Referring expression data
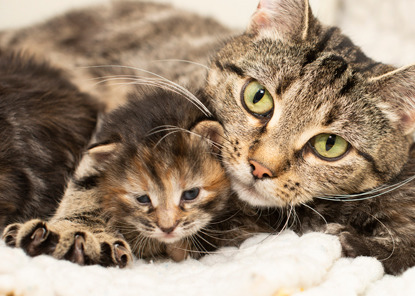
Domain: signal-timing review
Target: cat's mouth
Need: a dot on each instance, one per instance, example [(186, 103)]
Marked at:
[(259, 193)]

What you will do
Only the lines from the one containing "Target: cat's mouth" through the final line of the data belong in the answer, repeated exactly.

Solved problem
Target: cat's mouth
Need: a dot on each instance, one per instance, example [(186, 103)]
Marked at:
[(259, 193)]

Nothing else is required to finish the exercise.